Top of Data listing

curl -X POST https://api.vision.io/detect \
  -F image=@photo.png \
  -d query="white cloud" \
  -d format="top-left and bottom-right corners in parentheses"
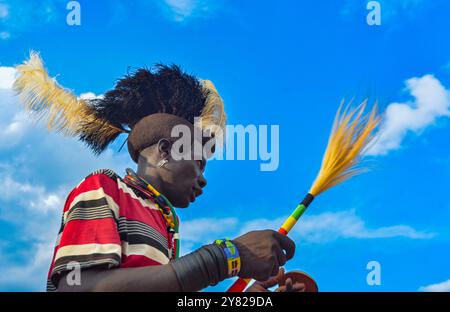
top-left (419, 279), bottom-right (450, 292)
top-left (0, 239), bottom-right (57, 290)
top-left (0, 175), bottom-right (65, 214)
top-left (0, 31), bottom-right (9, 40)
top-left (367, 75), bottom-right (450, 155)
top-left (182, 217), bottom-right (238, 243)
top-left (0, 63), bottom-right (133, 291)
top-left (1, 0), bottom-right (216, 37)
top-left (0, 110), bottom-right (32, 148)
top-left (179, 217), bottom-right (238, 254)
top-left (0, 66), bottom-right (15, 88)
top-left (165, 0), bottom-right (197, 19)
top-left (239, 210), bottom-right (435, 243)
top-left (0, 0), bottom-right (60, 39)
top-left (0, 3), bottom-right (8, 19)
top-left (159, 0), bottom-right (216, 22)
top-left (341, 0), bottom-right (425, 21)
top-left (79, 92), bottom-right (103, 101)
top-left (0, 171), bottom-right (64, 290)
top-left (178, 210), bottom-right (434, 256)
top-left (0, 68), bottom-right (34, 148)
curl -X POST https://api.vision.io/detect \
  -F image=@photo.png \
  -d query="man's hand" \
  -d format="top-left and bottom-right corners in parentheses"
top-left (232, 230), bottom-right (295, 282)
top-left (246, 268), bottom-right (306, 292)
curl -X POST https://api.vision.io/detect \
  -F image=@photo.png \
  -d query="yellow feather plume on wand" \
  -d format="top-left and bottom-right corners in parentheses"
top-left (309, 100), bottom-right (381, 196)
top-left (13, 52), bottom-right (127, 151)
top-left (228, 100), bottom-right (382, 292)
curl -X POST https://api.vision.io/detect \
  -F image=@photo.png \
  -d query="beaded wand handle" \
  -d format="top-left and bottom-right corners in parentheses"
top-left (227, 194), bottom-right (314, 292)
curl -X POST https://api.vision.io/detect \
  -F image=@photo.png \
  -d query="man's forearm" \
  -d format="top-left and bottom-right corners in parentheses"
top-left (57, 264), bottom-right (181, 292)
top-left (57, 243), bottom-right (229, 292)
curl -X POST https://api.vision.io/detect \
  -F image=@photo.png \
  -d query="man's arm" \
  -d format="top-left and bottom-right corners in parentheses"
top-left (56, 242), bottom-right (226, 292)
top-left (57, 263), bottom-right (181, 292)
top-left (56, 230), bottom-right (296, 292)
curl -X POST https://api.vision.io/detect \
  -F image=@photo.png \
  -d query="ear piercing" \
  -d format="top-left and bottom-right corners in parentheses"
top-left (157, 158), bottom-right (168, 168)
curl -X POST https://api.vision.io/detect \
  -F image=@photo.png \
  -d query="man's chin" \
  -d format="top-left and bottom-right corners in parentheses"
top-left (178, 202), bottom-right (190, 208)
top-left (172, 198), bottom-right (190, 209)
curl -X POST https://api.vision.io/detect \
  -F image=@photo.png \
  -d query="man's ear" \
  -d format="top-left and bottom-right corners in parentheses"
top-left (157, 138), bottom-right (172, 157)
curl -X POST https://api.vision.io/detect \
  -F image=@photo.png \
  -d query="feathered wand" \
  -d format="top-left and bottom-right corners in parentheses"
top-left (227, 101), bottom-right (382, 292)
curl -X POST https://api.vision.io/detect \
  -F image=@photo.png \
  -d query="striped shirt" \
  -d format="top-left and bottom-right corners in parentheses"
top-left (46, 169), bottom-right (177, 291)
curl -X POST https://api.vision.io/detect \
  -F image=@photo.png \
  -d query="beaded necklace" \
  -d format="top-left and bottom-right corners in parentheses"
top-left (123, 168), bottom-right (180, 259)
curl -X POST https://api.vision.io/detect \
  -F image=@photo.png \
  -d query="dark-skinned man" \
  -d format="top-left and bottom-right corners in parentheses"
top-left (14, 54), bottom-right (304, 292)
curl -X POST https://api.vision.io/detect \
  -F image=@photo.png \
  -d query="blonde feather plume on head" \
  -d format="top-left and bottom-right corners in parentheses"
top-left (199, 79), bottom-right (227, 147)
top-left (13, 51), bottom-right (126, 152)
top-left (309, 100), bottom-right (381, 196)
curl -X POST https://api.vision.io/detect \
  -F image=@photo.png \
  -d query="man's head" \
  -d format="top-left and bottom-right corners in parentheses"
top-left (136, 137), bottom-right (208, 208)
top-left (87, 64), bottom-right (225, 207)
top-left (81, 63), bottom-right (224, 206)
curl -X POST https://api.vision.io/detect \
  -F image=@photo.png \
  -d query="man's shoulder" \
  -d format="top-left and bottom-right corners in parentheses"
top-left (60, 169), bottom-right (123, 213)
top-left (85, 168), bottom-right (121, 181)
top-left (72, 168), bottom-right (122, 190)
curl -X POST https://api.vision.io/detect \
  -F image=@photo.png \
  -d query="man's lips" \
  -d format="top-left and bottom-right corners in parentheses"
top-left (189, 188), bottom-right (203, 202)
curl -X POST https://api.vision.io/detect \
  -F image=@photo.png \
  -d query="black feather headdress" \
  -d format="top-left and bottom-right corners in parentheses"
top-left (13, 52), bottom-right (226, 156)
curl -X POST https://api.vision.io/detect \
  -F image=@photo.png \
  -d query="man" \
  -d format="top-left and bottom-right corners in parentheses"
top-left (14, 53), bottom-right (305, 292)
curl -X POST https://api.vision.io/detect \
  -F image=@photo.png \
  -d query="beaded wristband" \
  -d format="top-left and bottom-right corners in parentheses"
top-left (214, 238), bottom-right (241, 277)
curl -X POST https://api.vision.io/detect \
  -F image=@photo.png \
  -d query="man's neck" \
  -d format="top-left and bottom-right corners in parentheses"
top-left (135, 166), bottom-right (165, 195)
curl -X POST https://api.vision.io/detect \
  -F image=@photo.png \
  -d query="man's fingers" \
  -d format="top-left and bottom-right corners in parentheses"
top-left (276, 242), bottom-right (287, 266)
top-left (276, 267), bottom-right (285, 279)
top-left (271, 261), bottom-right (280, 277)
top-left (276, 281), bottom-right (306, 292)
top-left (273, 242), bottom-right (287, 268)
top-left (259, 267), bottom-right (283, 288)
top-left (273, 267), bottom-right (285, 284)
top-left (285, 277), bottom-right (293, 292)
top-left (273, 232), bottom-right (296, 260)
top-left (291, 282), bottom-right (306, 292)
top-left (279, 252), bottom-right (287, 266)
top-left (247, 283), bottom-right (269, 292)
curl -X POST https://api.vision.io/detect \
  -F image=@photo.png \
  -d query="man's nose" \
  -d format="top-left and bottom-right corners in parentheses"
top-left (198, 175), bottom-right (207, 188)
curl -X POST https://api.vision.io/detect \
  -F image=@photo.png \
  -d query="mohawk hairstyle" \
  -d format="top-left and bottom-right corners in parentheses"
top-left (90, 64), bottom-right (208, 129)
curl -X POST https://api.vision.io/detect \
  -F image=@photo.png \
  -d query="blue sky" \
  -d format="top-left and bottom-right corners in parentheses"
top-left (0, 0), bottom-right (449, 292)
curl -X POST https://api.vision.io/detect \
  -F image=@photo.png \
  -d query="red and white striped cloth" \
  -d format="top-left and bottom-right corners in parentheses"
top-left (46, 169), bottom-right (177, 291)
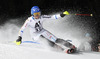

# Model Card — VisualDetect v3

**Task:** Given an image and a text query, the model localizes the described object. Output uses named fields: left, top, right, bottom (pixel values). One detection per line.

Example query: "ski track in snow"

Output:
left=0, top=15, right=100, bottom=59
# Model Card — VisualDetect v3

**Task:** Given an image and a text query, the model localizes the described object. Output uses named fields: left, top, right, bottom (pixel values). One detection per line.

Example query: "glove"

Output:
left=60, top=11, right=70, bottom=17
left=15, top=36, right=22, bottom=45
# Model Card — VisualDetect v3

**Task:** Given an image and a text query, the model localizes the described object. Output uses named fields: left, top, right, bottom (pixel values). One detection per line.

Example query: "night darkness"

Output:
left=0, top=0, right=100, bottom=51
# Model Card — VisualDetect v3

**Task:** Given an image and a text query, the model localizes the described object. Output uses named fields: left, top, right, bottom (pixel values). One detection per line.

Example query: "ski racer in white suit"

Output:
left=16, top=6, right=76, bottom=54
left=19, top=15, right=60, bottom=42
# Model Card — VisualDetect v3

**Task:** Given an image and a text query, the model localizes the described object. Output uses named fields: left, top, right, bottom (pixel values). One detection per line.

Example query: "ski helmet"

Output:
left=31, top=6, right=41, bottom=15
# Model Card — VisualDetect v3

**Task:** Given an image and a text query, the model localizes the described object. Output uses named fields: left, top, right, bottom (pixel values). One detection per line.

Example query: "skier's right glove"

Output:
left=15, top=36, right=22, bottom=45
left=60, top=11, right=70, bottom=17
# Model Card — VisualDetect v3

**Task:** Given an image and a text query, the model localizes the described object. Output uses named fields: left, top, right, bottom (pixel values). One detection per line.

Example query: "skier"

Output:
left=15, top=6, right=76, bottom=54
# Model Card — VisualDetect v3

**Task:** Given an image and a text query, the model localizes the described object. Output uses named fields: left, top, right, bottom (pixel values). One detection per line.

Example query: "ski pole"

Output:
left=64, top=11, right=93, bottom=16
left=75, top=14, right=93, bottom=16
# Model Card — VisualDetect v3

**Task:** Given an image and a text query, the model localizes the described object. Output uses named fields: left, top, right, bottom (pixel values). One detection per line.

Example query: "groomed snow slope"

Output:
left=0, top=43, right=100, bottom=59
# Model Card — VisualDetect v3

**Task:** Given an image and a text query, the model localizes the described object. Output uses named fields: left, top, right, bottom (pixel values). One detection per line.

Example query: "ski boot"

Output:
left=64, top=45, right=76, bottom=54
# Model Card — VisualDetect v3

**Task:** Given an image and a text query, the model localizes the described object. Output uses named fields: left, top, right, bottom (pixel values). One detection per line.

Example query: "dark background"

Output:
left=0, top=0, right=100, bottom=51
left=0, top=0, right=100, bottom=18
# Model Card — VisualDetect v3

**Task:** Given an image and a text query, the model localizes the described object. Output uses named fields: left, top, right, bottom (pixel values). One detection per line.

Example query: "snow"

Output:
left=0, top=43, right=100, bottom=59
left=0, top=15, right=100, bottom=59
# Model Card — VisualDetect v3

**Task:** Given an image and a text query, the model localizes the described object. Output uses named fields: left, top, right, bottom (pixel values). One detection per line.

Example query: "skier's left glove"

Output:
left=60, top=11, right=70, bottom=17
left=15, top=36, right=22, bottom=45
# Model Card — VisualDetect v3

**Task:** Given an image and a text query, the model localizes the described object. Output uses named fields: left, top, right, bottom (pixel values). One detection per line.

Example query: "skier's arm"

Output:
left=42, top=11, right=69, bottom=20
left=18, top=19, right=29, bottom=37
left=42, top=14, right=61, bottom=20
left=16, top=19, right=29, bottom=45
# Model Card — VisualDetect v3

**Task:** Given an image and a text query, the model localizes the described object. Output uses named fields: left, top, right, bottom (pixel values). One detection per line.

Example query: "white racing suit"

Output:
left=18, top=14, right=76, bottom=52
left=18, top=14, right=60, bottom=42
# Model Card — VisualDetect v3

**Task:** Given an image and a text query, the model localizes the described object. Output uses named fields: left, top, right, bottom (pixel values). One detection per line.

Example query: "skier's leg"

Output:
left=40, top=37, right=64, bottom=51
left=41, top=30, right=76, bottom=53
left=41, top=30, right=63, bottom=51
left=41, top=30, right=57, bottom=42
left=55, top=38, right=75, bottom=49
left=55, top=38, right=76, bottom=53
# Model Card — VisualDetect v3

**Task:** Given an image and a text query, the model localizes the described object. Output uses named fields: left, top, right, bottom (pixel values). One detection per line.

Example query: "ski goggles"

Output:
left=33, top=12, right=41, bottom=16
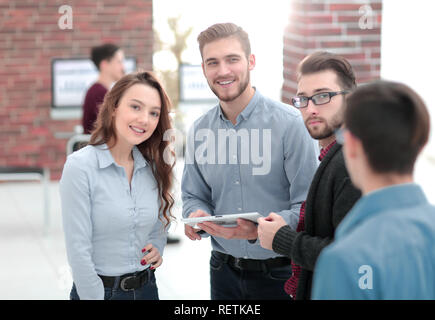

Bottom of Data listing

What you are asked to do
Line count for the string "beaded": work it out from the records above and reply with the number alone.

Written solution
3